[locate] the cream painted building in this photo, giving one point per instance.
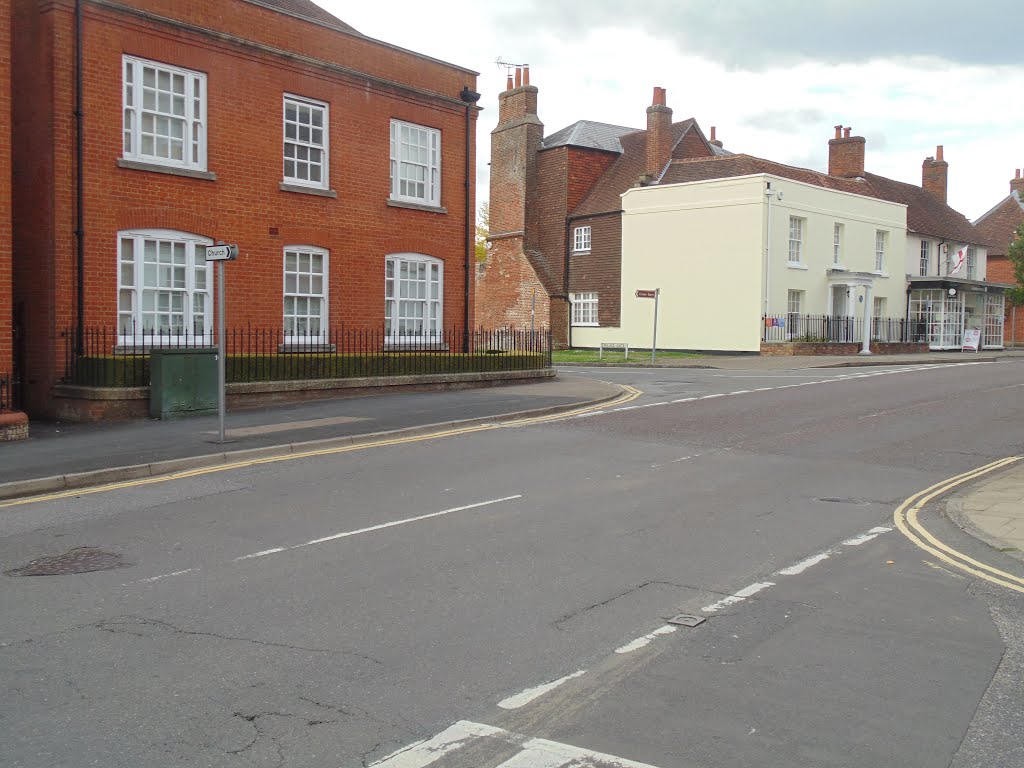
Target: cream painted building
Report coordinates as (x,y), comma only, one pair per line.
(726,253)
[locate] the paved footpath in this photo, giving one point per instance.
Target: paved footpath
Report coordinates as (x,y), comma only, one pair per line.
(993,511)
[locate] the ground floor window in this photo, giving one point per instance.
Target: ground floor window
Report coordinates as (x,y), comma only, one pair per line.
(164,287)
(414,296)
(584,308)
(305,292)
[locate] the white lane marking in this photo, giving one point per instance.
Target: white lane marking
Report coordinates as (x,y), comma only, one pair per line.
(371,528)
(534,753)
(162,576)
(738,596)
(645,640)
(540,753)
(423,754)
(803,565)
(260,554)
(524,697)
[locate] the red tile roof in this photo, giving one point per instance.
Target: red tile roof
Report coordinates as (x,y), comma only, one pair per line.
(999,224)
(305,9)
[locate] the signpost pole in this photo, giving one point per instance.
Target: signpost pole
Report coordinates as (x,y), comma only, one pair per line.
(219,266)
(653,343)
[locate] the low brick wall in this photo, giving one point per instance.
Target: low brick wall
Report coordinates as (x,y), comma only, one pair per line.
(13,426)
(75,403)
(785,348)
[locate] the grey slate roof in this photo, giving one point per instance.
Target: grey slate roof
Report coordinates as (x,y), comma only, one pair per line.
(589,134)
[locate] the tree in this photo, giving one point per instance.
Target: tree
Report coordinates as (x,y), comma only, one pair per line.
(482,230)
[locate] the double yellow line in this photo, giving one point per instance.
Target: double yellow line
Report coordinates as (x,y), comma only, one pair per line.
(906,520)
(630,394)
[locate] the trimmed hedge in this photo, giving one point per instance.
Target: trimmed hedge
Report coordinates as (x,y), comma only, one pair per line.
(133,371)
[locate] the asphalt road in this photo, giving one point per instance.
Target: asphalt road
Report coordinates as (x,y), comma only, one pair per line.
(335,610)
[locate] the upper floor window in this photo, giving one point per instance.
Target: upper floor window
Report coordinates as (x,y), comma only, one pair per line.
(416,164)
(880,251)
(581,240)
(164,114)
(796,240)
(305,292)
(164,286)
(414,296)
(584,308)
(305,141)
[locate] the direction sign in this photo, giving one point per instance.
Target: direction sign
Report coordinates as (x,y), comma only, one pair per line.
(221,253)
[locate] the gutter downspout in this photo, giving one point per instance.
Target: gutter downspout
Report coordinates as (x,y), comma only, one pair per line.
(470,97)
(79,181)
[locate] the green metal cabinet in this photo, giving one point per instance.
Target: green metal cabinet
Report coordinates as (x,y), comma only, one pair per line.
(182,382)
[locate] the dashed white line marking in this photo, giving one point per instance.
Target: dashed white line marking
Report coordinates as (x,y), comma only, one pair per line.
(162,576)
(803,565)
(738,596)
(523,698)
(640,642)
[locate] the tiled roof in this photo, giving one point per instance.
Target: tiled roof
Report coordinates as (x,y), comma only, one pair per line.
(998,225)
(589,134)
(925,215)
(305,9)
(625,172)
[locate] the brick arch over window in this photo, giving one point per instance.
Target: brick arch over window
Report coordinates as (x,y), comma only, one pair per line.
(168,218)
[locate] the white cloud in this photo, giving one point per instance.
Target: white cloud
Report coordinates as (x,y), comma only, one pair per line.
(904,95)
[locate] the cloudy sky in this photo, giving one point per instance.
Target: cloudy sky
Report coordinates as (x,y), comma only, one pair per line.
(773,77)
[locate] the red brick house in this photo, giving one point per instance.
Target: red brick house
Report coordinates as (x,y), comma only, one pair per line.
(997,226)
(337,163)
(555,209)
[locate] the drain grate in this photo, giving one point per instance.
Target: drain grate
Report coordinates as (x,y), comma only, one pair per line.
(79,560)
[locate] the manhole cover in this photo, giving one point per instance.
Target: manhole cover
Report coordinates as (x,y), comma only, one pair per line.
(80,560)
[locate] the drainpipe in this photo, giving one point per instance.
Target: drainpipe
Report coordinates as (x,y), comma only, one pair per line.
(470,97)
(79,185)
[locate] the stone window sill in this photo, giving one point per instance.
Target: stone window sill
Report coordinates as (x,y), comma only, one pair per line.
(318,192)
(134,165)
(416,206)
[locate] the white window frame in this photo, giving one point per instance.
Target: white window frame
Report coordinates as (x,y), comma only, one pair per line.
(582,240)
(881,238)
(135,114)
(432,309)
(303,288)
(584,309)
(299,144)
(431,168)
(796,240)
(132,288)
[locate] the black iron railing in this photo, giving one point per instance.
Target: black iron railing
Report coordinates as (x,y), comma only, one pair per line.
(825,328)
(9,399)
(110,358)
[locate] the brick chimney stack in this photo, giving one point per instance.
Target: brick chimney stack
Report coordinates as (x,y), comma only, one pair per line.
(658,150)
(846,155)
(1017,184)
(514,144)
(934,173)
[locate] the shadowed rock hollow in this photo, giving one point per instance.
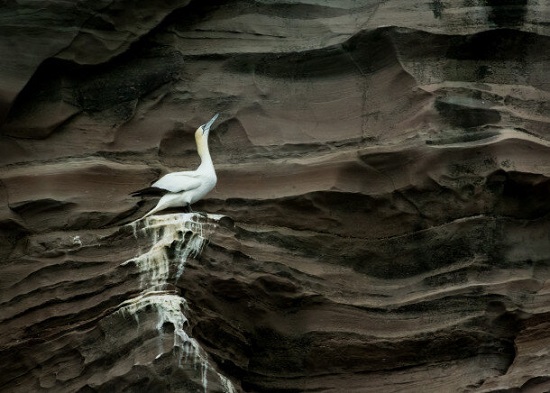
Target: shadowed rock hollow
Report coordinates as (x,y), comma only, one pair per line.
(380,222)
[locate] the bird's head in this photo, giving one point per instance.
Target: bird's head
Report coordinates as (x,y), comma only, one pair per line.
(203,130)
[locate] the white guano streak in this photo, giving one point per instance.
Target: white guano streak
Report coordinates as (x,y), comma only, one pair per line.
(174,238)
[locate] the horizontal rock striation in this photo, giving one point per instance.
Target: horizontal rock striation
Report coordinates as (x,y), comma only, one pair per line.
(380,221)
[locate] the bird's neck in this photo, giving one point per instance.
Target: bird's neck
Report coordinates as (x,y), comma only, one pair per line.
(206,160)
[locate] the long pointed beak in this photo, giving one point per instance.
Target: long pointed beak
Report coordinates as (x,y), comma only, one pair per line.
(207,126)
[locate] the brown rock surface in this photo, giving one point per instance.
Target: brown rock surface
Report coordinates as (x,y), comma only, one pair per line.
(383,173)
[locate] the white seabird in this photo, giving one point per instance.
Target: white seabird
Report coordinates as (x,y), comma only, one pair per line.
(186,188)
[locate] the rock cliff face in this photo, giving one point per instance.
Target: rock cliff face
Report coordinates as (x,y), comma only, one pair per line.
(380,222)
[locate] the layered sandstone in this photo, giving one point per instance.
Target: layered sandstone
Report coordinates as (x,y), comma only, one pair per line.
(380,221)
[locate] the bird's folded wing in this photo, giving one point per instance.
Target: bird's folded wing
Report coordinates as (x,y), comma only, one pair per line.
(177,182)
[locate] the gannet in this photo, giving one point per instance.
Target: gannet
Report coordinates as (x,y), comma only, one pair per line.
(185,188)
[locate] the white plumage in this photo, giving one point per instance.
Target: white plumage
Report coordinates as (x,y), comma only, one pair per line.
(186,188)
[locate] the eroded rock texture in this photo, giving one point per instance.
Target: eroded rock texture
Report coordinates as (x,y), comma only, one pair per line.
(383,171)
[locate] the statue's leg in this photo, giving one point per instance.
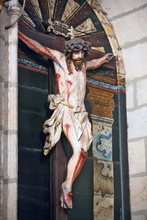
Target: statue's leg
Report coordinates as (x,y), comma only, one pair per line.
(77,160)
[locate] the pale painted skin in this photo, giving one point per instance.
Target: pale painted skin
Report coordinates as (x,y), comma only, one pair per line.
(72,87)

→ WHAT TO PRODUCE
Nothing but the lines from the one holding "[locate] the white plumage" to the end of the entries above should be echoed, exactly and with both ends included; omit the pictures.

→ OUTPUT FOR THIS TASK
[locate] the white plumage in this photo, giving one point per instance.
Target: white plumage
Report coordinates as (x,y), comma only, one pair per line.
(186,188)
[locate] the eroded rock texture in this photo, giving one point per instance.
Target: eroded rock texture
Report coordinates as (x,y), comma only, one pair per line.
(383,171)
[locate] the statue's leg in this photo, giving one point per instance.
Target: statue's leg
Report coordinates as (x,y), comma only, one pair per line.
(77,160)
[locate] the pale painted skin in this photo, giving one point per instance.
Target: pale painted skin
Report coordinates as (x,y), comma only, one pair per line.
(72,87)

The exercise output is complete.